Photography dealers often, naturally feel that the never-before-seen work should be exhibited. There is profit in that. It is also a general truism that the artist, especially toward the end of an illustrious career, rarely gets helpful criticism from close comrades and family.  We all know the famous nuggets and want to see them. As a curator and museum director I can say that much of the public wants to see what they already know from an artist. An Ansel Adams show without Moonrise, Hernandez, New Mexico, or Clearing Winter Storm, Yosemite Valley will certainly bring bitter commentary from audiences who want and expect to see their favorites.

It is my contention that if work is shown under such circumstances, that it ought to be labeled accordingly. In some cases the photographer may have exhibited the work in the 1930s and 40s but no catalog documented that show. The vintage prints may have been signed at the time. The image may then have slipped the mind of the artist or simply lost its allure to him.

**DATA FOR ANALYSIS:**

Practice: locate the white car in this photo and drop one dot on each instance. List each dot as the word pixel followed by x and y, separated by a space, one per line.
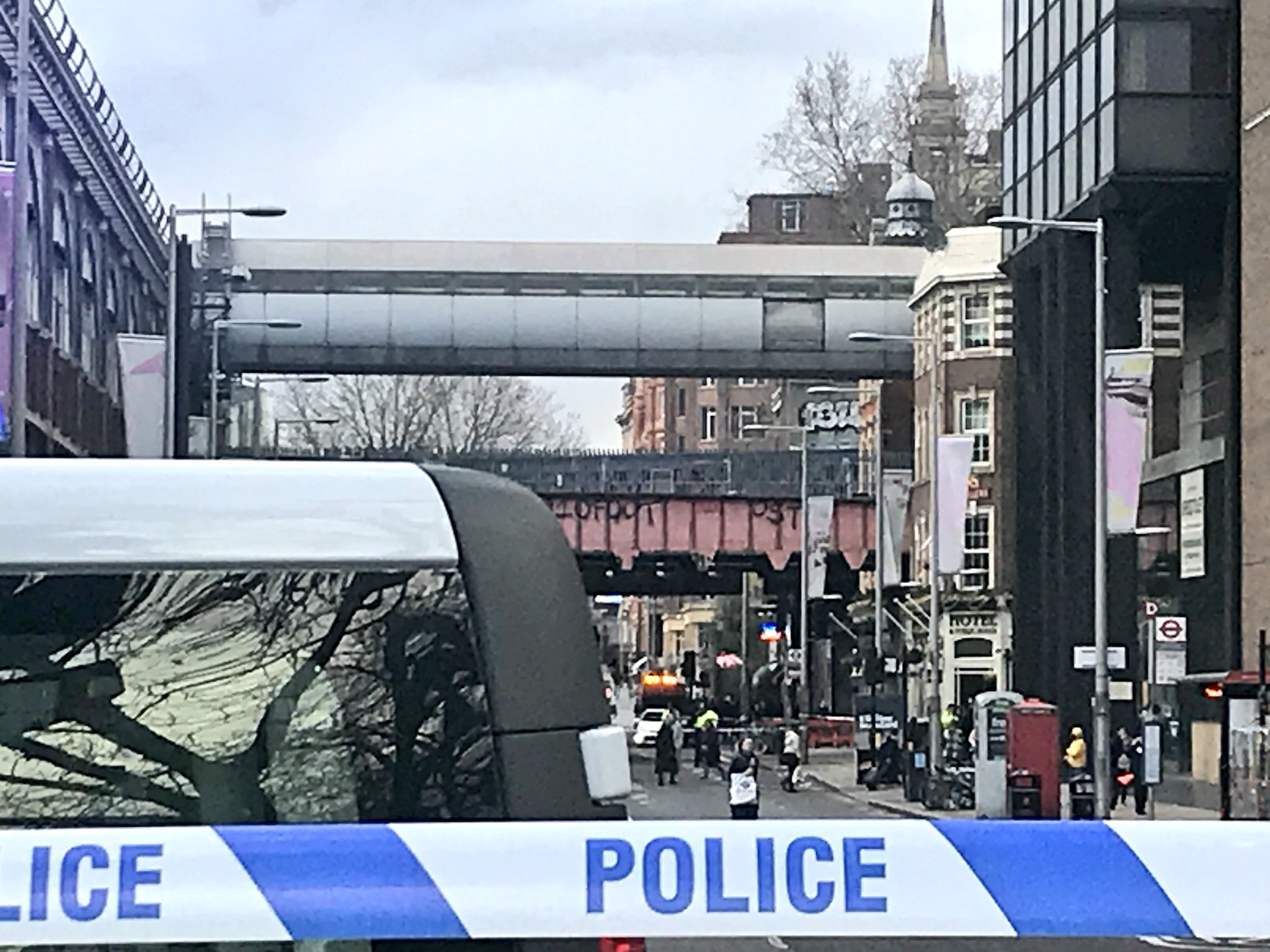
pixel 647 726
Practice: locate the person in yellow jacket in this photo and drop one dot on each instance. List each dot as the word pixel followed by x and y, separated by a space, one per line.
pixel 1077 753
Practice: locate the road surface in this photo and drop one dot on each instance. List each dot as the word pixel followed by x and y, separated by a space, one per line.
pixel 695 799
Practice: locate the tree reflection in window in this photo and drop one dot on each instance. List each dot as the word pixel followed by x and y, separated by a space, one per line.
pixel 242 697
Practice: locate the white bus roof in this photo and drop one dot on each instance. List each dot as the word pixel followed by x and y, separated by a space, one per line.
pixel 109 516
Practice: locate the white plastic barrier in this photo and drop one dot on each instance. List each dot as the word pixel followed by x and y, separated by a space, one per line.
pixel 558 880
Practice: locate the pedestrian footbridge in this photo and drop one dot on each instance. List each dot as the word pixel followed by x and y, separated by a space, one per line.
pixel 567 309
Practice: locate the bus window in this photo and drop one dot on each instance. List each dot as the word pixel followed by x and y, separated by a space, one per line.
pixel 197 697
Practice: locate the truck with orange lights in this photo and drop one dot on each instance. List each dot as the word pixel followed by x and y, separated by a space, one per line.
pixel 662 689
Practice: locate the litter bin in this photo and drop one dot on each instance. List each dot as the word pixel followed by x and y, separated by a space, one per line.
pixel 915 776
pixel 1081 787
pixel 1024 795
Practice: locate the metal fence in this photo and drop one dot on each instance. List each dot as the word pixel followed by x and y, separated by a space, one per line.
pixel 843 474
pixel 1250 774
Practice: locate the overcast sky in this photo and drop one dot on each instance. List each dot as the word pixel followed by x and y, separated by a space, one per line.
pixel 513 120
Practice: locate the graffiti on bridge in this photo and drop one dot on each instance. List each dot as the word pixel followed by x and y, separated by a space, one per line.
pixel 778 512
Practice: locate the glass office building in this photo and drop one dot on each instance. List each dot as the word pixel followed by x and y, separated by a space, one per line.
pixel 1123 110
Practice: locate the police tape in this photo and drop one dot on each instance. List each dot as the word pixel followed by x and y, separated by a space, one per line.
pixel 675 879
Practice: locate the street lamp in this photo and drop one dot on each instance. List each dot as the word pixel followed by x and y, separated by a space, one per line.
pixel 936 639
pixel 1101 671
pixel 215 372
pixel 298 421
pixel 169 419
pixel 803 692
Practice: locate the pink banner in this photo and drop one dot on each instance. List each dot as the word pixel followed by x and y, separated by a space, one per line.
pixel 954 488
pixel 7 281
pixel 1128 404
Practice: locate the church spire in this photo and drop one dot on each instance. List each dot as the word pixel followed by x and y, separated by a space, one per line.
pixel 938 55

**TASK DIRECTIONS:**
According to the passage on exhibiting photographers' work, why would an Ansel Adams show without Moonrise, Hernandez, New Mexico, or Clearing Winter Storm, Yosemite Valley draw bitter commentary? Answer in one to three sentences.

**RESULT BELOW:**
Much of the public wants to see what it already knows from an artist. Audiences want and expect to see their favorites, and leaving out those famous images would disappoint them.